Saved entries
- - -

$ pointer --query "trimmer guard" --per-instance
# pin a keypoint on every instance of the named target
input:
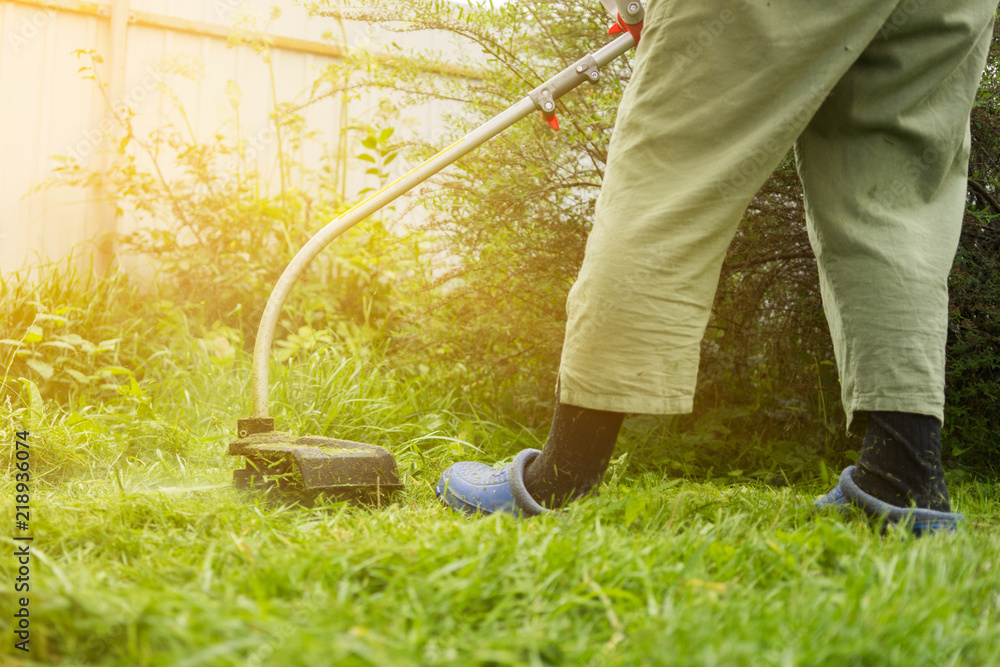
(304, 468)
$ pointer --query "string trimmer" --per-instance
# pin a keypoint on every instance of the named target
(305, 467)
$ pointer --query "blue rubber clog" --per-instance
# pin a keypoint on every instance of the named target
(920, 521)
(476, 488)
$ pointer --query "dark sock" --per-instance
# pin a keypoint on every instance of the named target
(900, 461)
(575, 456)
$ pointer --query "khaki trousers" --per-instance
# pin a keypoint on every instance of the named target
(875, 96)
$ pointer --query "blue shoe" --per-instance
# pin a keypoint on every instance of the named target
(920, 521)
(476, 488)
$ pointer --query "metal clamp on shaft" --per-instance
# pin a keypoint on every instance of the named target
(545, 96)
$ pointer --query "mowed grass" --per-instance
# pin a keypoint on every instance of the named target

- - -

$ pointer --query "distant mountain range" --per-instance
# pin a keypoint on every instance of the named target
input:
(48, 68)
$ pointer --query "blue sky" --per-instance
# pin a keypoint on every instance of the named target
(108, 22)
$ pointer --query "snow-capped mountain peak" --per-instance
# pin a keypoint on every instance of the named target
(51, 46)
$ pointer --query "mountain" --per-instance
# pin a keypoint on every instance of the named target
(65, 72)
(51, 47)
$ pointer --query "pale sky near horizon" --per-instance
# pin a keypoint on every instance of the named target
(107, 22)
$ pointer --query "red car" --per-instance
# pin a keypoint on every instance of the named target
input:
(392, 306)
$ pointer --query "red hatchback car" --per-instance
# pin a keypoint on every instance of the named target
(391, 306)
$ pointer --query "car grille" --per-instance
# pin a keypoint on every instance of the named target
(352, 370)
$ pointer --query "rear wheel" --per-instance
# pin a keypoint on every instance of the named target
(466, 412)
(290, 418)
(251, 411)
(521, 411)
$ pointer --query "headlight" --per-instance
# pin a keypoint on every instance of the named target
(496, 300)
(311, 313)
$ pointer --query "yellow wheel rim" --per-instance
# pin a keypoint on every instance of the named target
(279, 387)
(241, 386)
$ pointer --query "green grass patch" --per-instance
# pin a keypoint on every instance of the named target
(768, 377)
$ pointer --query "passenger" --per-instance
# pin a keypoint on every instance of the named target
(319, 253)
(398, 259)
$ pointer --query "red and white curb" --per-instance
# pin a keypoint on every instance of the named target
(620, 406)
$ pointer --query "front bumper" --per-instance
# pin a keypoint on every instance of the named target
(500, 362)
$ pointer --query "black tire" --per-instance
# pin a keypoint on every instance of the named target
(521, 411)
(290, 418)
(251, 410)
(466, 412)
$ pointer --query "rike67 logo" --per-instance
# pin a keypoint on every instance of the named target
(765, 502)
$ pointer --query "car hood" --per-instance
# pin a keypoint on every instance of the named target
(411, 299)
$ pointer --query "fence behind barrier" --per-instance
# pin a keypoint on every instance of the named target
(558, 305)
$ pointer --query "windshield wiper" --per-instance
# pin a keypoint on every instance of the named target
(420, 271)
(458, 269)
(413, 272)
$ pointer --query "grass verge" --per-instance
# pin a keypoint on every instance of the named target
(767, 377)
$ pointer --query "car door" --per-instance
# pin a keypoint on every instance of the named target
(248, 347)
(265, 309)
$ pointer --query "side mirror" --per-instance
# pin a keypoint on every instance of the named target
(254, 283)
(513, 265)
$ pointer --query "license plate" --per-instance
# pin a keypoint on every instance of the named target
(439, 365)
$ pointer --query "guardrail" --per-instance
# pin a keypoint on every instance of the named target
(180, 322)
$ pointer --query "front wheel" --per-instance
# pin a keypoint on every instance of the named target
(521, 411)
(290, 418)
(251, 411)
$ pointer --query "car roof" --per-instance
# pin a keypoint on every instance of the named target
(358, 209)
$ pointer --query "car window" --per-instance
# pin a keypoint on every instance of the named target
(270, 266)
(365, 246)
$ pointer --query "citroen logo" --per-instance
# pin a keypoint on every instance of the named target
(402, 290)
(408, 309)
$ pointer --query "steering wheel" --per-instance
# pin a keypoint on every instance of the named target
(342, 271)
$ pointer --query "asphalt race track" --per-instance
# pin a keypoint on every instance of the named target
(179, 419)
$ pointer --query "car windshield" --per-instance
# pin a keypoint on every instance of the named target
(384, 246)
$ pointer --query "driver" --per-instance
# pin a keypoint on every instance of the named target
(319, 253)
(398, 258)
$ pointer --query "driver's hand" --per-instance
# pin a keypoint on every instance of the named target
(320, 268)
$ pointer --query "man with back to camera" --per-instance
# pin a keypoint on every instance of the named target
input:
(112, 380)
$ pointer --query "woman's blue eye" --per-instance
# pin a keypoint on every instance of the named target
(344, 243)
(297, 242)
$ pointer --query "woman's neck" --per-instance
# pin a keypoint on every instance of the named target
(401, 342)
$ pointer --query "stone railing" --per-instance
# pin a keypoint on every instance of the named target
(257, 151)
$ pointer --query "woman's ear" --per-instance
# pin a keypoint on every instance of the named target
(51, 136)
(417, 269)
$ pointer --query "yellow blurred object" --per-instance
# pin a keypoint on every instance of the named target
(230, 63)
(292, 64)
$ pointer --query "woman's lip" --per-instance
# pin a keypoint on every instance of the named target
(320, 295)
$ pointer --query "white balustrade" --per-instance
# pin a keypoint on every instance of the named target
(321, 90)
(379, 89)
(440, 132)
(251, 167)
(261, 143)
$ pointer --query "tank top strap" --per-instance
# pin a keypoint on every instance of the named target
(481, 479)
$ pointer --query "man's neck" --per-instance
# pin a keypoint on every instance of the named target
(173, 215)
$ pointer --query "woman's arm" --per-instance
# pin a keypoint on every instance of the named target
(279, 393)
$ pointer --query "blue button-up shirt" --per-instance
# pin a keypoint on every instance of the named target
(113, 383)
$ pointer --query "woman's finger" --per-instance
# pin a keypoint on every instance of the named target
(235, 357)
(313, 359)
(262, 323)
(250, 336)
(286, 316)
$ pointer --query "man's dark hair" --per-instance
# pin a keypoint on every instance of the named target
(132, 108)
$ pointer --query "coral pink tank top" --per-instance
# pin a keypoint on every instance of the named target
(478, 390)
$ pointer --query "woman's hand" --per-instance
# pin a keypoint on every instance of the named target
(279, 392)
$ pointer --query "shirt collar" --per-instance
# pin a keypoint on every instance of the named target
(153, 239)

- - -

Exercise directions — Show every line of the material that contains the string "logo".

Finished task —
$ pointer --query "rike67 logo" --per-instance
$ pointer --query "citroen logo" --per-instance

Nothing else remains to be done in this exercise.